Object point labels
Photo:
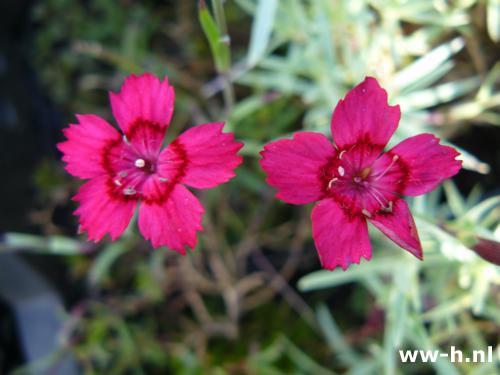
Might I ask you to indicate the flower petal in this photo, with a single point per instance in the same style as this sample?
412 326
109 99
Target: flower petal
86 143
364 116
172 222
340 240
203 156
427 163
294 166
144 98
399 226
100 211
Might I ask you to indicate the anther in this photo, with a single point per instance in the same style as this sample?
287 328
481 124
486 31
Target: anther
388 208
129 191
394 159
140 163
332 182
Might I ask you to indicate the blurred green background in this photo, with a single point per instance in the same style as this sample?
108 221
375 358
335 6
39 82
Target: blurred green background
251 298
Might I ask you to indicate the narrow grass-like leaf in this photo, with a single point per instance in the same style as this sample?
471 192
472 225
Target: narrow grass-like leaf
493 19
261 30
427 63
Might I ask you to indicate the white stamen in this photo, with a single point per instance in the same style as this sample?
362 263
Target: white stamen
388 208
140 163
394 158
331 182
129 191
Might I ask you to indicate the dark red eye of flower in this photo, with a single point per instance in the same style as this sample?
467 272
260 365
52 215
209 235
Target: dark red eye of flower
131 168
354 180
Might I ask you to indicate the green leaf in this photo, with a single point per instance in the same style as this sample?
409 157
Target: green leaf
493 19
261 30
427 64
327 279
58 245
219 44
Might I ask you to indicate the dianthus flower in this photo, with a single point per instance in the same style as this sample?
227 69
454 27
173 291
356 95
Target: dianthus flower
131 168
354 180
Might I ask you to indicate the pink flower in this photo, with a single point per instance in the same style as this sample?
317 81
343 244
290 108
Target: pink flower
124 170
354 181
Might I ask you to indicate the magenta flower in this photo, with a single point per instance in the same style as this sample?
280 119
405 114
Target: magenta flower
353 180
124 170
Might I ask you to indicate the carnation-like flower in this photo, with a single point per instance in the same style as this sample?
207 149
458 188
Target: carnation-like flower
354 180
128 168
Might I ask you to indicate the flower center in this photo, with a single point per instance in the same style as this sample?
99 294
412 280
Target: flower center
140 163
363 181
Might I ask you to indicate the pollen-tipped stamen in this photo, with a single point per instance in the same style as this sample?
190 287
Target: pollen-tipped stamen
379 176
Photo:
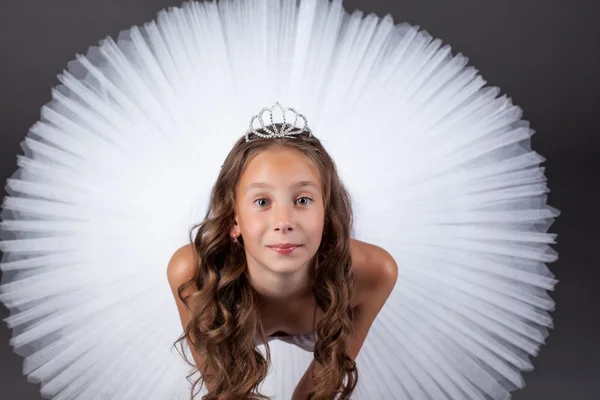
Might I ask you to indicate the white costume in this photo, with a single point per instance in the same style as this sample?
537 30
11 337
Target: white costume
121 165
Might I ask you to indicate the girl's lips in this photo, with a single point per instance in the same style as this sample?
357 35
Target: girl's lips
284 250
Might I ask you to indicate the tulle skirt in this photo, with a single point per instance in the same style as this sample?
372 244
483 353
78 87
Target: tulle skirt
121 164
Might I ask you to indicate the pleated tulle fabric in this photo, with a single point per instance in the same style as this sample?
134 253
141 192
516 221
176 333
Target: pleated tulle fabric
121 164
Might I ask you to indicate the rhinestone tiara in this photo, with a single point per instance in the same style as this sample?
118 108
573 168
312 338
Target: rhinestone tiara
285 130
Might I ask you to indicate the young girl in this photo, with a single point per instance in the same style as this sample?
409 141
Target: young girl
440 171
274 259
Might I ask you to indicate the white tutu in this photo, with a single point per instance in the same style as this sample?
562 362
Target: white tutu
122 162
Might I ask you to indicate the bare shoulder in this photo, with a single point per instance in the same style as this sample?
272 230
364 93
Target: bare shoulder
373 268
182 266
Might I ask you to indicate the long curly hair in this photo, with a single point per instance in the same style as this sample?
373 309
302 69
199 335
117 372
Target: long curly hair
225 319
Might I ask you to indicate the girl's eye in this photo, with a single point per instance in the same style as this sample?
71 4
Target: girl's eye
308 200
257 200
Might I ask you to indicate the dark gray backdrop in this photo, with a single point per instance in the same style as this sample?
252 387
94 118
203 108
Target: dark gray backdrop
542 53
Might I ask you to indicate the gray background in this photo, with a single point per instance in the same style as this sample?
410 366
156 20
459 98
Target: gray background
542 53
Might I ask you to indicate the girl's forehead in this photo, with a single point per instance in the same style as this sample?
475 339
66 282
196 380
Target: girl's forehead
286 169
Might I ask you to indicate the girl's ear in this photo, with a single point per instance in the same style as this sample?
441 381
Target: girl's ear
235 229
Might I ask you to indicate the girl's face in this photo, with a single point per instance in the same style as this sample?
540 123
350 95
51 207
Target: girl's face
279 201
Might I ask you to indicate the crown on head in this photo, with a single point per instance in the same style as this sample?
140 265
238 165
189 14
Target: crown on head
272 131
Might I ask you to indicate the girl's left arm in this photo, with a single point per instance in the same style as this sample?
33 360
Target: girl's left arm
376 273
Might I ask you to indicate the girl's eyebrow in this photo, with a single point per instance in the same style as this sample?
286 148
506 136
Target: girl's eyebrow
263 185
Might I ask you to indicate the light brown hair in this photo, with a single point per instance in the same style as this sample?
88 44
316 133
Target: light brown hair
225 308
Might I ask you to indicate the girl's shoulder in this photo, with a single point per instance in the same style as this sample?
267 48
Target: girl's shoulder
369 263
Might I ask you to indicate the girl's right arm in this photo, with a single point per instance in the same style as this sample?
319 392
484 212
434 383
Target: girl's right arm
181 269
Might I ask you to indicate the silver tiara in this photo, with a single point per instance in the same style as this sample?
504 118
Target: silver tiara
285 130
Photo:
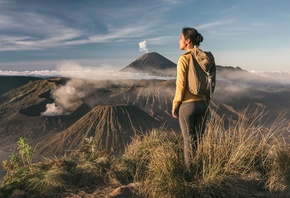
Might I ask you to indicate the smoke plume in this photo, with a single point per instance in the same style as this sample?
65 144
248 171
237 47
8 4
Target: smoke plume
143 47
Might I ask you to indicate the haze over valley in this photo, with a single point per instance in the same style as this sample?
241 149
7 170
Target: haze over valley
57 113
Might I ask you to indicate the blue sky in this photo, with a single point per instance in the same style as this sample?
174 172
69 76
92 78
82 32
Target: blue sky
39 35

▸ **Task**: Rewrite every line, not only the answers, starting with the line with "Might I ask you to indicate the girl's eyebrow" and going on through the end of the items, adding 51 to each coordinate in the answers. Omit the pictures.

▸ **Answer in full**:
Might I ask you to indicate the girl's eyebrow in this photo, with a single point per instance in the same style as this sample?
286 148
506 136
Target: girl's eyebrow
314 236
Might I ask you to indicate the light brown hair in this photo, with a single point per instance in the same style as this sample?
88 44
316 133
Target: light brown hair
276 359
Might I ask you to indicate the girl's shoulder in this photo, with a single point per instance in the same style as this sample?
267 48
Target: girl's shoulder
420 314
Might I ask you to indicate the girl's right arm in this photo, with a single point per instance in the same style as this sample?
319 392
484 212
434 383
Target: girl's right arm
232 320
Might I ask you to indicate the silver tiara in this photo, with a single point per instance in the same style as this sample?
504 118
Target: silver tiara
336 181
Photo:
Might I ask you to indicate the smoke plume in this photo, with a single point per instance in the same style as this sample?
65 144
248 171
237 47
8 4
Target: smoke plume
194 98
Might I ask you to indicate the haze over valley in this photo, with a single point per instance in the same style as this sample?
241 149
7 170
Target: haze over valley
108 164
Might I ask you to indicate the blue sky in this photo, with a single point per instance in the same style as this sample?
174 172
69 76
92 78
82 32
Target: blue sky
90 86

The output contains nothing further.